> _Your instructions_: Please rewrite the part of the records that opens with the line containing "shape point(26, 149)" and closes with the line containing "point(807, 44)", both included, leaving the request lines unchanged and scaling each answer's point coordinates by 1.05, rounded to whole numbers with halves going up. Return only those lines.

════════

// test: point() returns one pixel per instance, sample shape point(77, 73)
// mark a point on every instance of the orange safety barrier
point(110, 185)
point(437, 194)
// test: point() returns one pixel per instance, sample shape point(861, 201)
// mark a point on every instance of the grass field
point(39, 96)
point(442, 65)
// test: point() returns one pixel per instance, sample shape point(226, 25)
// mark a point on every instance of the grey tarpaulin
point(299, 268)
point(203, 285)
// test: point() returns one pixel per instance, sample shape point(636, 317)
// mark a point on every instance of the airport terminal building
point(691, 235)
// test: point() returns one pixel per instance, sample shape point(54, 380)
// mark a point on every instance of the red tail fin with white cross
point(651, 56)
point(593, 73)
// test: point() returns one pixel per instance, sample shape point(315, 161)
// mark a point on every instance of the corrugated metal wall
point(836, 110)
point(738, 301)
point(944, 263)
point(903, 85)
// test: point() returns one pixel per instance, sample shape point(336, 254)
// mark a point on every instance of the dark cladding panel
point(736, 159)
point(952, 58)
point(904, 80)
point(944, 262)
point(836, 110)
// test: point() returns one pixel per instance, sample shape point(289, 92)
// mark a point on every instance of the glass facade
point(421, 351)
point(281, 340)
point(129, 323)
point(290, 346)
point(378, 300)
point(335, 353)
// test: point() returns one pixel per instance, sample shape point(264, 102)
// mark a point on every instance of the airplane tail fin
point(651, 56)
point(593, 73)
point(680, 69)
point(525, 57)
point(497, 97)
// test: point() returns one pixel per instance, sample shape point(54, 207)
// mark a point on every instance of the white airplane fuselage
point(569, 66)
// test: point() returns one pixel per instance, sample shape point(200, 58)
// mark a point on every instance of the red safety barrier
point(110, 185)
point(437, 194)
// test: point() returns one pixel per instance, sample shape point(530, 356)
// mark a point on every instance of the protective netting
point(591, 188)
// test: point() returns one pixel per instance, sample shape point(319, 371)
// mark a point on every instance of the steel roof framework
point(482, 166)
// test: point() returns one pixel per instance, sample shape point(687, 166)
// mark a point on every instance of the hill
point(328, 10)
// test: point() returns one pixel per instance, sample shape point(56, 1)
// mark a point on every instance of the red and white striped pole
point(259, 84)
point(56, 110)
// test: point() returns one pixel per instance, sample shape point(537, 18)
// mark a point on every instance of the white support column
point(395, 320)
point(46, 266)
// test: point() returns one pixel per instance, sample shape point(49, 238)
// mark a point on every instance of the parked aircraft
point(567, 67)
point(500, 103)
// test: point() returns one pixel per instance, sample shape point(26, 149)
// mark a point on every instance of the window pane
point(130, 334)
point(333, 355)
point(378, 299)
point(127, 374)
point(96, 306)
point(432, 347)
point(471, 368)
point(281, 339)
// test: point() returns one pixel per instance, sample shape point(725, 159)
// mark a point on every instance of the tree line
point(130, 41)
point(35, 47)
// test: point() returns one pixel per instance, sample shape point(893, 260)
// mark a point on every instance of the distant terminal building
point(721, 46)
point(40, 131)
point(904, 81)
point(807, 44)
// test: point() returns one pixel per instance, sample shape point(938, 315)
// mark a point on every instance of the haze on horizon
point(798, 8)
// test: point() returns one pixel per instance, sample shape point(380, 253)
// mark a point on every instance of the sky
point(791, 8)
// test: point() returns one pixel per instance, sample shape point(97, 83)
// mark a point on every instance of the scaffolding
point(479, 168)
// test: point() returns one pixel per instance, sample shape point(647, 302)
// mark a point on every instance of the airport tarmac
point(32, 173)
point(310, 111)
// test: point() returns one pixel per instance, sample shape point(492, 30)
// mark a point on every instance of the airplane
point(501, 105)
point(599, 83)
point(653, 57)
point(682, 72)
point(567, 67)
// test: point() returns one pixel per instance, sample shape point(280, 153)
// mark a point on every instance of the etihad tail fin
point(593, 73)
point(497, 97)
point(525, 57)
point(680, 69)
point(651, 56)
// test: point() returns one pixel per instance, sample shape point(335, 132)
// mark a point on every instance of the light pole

════════

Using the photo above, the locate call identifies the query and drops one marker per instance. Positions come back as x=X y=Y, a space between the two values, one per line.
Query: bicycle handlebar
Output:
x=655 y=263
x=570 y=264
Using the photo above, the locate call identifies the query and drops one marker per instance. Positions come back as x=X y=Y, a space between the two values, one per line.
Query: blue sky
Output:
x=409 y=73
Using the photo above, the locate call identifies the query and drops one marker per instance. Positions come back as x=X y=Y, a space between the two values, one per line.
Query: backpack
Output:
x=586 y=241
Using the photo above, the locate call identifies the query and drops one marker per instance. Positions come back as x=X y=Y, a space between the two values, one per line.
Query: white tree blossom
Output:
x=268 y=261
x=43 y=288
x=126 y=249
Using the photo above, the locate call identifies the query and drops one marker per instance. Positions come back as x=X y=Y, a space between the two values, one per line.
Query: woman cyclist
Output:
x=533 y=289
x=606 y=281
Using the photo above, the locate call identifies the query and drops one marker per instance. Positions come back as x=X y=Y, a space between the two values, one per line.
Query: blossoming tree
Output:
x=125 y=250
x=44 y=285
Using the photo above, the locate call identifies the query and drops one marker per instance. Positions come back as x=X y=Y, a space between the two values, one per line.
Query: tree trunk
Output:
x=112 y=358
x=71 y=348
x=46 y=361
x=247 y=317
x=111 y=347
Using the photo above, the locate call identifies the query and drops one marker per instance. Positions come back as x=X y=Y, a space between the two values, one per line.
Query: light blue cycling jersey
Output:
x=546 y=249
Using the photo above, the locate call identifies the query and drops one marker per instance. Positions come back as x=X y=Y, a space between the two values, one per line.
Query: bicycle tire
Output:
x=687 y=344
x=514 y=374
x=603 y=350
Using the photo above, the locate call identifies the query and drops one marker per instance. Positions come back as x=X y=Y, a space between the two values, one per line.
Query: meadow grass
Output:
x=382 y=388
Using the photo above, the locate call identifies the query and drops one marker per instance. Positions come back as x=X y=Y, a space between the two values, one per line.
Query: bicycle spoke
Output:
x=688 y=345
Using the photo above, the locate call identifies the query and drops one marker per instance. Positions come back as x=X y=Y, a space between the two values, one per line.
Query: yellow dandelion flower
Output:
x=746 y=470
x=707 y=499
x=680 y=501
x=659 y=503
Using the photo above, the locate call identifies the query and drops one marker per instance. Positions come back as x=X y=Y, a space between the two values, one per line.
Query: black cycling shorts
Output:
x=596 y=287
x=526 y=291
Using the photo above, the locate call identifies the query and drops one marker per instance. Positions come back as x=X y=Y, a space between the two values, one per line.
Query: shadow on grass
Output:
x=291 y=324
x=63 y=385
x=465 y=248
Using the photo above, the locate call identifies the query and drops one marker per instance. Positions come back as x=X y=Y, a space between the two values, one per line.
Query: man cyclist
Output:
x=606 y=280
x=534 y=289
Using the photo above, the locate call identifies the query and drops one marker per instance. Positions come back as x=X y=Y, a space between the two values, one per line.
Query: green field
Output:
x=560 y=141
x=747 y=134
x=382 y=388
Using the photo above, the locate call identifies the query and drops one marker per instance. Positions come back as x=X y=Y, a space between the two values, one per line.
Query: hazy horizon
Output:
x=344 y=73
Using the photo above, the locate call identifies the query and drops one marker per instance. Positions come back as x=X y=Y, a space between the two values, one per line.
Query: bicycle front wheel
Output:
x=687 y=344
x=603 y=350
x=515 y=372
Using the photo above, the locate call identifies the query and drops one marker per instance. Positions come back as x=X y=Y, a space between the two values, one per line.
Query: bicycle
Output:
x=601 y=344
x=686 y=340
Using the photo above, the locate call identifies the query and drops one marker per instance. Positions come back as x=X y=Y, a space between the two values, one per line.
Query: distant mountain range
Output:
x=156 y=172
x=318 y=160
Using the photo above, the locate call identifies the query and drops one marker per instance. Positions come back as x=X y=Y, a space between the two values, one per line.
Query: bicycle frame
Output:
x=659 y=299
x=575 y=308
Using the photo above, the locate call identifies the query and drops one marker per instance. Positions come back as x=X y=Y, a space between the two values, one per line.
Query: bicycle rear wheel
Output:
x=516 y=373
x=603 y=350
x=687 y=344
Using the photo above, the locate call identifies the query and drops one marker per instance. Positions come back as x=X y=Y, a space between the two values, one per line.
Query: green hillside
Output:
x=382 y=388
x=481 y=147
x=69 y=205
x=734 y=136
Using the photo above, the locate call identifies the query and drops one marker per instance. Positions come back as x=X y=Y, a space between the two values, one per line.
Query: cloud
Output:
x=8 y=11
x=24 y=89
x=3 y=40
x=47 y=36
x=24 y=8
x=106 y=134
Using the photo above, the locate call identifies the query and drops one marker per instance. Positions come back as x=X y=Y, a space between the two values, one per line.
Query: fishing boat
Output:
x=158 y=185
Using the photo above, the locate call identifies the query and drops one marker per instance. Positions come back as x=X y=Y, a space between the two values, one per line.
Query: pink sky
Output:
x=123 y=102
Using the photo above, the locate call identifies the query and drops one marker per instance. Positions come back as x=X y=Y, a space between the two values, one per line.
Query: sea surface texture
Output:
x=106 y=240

════════

> _Result of the task_:
// test: point() returns one pixel per instance, sample shape point(26, 149)
// mark a point on every instance of the window pane
point(137, 351)
point(350, 373)
point(397, 314)
point(133, 393)
point(101, 321)
point(454, 364)
point(495, 386)
point(295, 356)
// test: point() returns one pixel per instance, sample shape point(725, 159)
// mark a point on every instance of the tree line
point(137, 43)
point(37, 49)
// test: point() returns one pixel per instance, sample shape point(893, 260)
// mark a point on every instance of the distant terminal building
point(757, 48)
point(42, 138)
point(949, 85)
point(847, 46)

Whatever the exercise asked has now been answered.